EXERCISE INSTRUCTIONS :: Copy the rows from the beginning through the line containing "140 72 L 140", replacing "curved wall" with "rounded wall" and leaving everything else unchanged.

INPUT MATERIAL ::
Begin
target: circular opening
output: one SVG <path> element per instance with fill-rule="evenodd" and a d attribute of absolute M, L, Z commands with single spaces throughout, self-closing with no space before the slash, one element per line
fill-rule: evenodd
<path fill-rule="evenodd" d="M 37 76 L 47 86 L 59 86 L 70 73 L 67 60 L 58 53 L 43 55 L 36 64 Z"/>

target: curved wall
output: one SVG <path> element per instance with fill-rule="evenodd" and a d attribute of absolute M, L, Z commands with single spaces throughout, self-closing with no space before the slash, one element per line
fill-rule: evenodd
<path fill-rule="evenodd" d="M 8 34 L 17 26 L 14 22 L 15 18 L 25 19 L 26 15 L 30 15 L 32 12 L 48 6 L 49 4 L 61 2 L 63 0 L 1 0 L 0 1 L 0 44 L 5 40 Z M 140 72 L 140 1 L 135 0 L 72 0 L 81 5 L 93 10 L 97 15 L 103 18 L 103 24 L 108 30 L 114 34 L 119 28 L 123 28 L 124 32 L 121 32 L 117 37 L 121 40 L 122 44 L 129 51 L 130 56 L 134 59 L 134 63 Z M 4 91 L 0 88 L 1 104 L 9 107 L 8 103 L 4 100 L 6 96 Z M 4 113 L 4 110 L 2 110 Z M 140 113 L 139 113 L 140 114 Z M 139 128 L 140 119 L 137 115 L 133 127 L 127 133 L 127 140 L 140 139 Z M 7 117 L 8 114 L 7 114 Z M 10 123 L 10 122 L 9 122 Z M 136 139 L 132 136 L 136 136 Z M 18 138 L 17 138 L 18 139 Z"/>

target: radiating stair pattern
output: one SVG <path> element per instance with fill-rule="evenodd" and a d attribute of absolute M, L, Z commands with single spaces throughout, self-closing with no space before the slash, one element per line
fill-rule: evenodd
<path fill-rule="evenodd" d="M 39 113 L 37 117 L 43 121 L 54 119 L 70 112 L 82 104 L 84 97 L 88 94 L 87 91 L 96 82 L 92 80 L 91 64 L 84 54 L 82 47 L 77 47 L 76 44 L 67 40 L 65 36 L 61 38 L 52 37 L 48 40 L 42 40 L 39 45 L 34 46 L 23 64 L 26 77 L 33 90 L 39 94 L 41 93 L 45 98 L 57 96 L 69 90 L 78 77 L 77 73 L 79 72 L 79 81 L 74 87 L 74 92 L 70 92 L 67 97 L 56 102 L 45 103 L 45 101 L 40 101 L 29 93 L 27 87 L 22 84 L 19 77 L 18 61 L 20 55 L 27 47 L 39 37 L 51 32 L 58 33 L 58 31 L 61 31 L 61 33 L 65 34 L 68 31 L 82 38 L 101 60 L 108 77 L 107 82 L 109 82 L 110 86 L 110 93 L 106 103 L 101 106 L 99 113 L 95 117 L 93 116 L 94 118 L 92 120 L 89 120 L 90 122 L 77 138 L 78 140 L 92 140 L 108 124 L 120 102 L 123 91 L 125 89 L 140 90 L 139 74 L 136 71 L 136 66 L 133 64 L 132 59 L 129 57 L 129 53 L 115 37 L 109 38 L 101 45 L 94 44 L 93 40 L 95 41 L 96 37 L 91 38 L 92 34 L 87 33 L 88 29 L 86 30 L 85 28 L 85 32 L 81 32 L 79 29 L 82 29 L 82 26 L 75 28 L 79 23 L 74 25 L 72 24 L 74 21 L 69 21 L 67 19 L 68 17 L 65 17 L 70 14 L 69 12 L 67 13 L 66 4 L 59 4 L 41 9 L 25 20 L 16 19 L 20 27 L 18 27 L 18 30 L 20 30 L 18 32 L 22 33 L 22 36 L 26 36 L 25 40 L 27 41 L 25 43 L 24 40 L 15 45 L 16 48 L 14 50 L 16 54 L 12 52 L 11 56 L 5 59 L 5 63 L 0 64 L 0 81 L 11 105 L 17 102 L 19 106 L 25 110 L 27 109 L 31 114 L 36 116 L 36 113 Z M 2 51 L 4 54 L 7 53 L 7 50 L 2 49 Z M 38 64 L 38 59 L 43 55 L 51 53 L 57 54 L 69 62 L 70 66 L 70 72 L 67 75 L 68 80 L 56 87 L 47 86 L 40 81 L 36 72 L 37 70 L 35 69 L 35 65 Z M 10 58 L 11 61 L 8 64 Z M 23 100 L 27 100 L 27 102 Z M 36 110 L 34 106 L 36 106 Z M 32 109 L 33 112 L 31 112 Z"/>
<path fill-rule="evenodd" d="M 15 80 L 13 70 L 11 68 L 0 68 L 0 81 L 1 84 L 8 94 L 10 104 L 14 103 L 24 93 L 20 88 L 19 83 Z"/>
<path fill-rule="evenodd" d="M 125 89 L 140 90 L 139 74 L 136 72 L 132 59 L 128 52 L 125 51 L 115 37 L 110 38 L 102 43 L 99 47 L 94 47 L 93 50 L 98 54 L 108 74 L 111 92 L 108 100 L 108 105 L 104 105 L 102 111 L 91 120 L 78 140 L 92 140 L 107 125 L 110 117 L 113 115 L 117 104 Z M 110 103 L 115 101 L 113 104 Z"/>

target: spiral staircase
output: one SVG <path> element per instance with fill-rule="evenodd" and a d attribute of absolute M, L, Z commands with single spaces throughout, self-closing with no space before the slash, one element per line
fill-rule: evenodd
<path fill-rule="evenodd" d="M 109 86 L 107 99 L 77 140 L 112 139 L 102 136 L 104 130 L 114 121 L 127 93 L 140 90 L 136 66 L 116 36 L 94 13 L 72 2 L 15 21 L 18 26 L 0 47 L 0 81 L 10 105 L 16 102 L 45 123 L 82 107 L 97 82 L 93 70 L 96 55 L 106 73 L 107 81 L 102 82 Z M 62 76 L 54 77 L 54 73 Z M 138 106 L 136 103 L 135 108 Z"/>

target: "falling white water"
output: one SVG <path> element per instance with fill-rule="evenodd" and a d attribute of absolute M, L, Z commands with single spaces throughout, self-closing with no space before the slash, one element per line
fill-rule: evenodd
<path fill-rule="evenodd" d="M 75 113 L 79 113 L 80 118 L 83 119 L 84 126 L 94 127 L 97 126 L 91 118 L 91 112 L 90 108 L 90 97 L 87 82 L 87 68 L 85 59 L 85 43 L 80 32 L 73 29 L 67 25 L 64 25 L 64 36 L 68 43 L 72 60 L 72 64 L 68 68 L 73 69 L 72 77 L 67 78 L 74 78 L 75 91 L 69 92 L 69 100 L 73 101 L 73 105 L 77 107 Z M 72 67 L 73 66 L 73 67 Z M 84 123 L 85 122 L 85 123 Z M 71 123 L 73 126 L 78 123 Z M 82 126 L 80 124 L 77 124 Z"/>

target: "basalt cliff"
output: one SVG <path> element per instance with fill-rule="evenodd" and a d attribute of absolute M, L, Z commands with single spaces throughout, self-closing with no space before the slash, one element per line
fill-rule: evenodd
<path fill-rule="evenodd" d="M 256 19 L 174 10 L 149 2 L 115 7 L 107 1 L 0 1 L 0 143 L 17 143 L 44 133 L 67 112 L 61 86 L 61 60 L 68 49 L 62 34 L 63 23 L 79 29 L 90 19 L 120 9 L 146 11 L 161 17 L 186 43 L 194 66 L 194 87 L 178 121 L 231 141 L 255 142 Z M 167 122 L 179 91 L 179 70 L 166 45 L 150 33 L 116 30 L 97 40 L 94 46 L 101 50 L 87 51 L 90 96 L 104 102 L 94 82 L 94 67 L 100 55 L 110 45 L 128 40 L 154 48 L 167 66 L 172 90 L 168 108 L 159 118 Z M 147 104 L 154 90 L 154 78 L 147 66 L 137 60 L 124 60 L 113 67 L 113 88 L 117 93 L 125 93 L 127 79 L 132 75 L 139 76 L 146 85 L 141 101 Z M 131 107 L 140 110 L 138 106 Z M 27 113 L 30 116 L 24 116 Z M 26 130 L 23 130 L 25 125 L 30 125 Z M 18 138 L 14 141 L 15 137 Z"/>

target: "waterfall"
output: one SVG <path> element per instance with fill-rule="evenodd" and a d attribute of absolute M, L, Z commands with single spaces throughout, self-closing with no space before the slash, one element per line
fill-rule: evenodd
End
TASK RESPONSE ::
target: circular opening
output: one SVG <path> element per instance with fill-rule="evenodd" and a d attribute of absolute M, L, Z commands with single spaces throughout, self-closing with no space before the slash, one element per line
fill-rule: evenodd
<path fill-rule="evenodd" d="M 37 76 L 47 86 L 59 86 L 70 73 L 67 60 L 58 53 L 43 55 L 36 64 Z"/>

target: rounded wall
output: one SVG <path> element per instance with fill-rule="evenodd" and a d attribute of absolute M, L, Z commands with single spaces throughout, self-closing with no space before the slash, one element per line
fill-rule: evenodd
<path fill-rule="evenodd" d="M 8 34 L 17 26 L 14 22 L 15 18 L 25 19 L 26 15 L 30 15 L 32 12 L 48 6 L 49 4 L 61 2 L 63 0 L 1 0 L 0 1 L 0 44 L 5 40 Z M 140 72 L 140 1 L 135 0 L 72 0 L 81 5 L 93 10 L 97 15 L 103 18 L 103 24 L 108 30 L 114 34 L 119 28 L 123 28 L 124 32 L 121 32 L 117 37 L 121 40 L 122 44 L 129 51 L 130 56 L 134 59 L 134 63 Z M 4 91 L 0 88 L 1 104 L 9 107 L 8 103 L 4 100 L 6 96 Z M 4 113 L 4 110 L 2 110 Z M 140 113 L 139 113 L 140 114 Z M 139 128 L 140 119 L 137 115 L 133 127 L 127 133 L 127 140 L 140 139 Z M 7 117 L 8 114 L 7 114 Z M 10 123 L 10 122 L 9 122 Z M 136 139 L 132 136 L 136 136 Z M 18 138 L 17 138 L 18 139 Z"/>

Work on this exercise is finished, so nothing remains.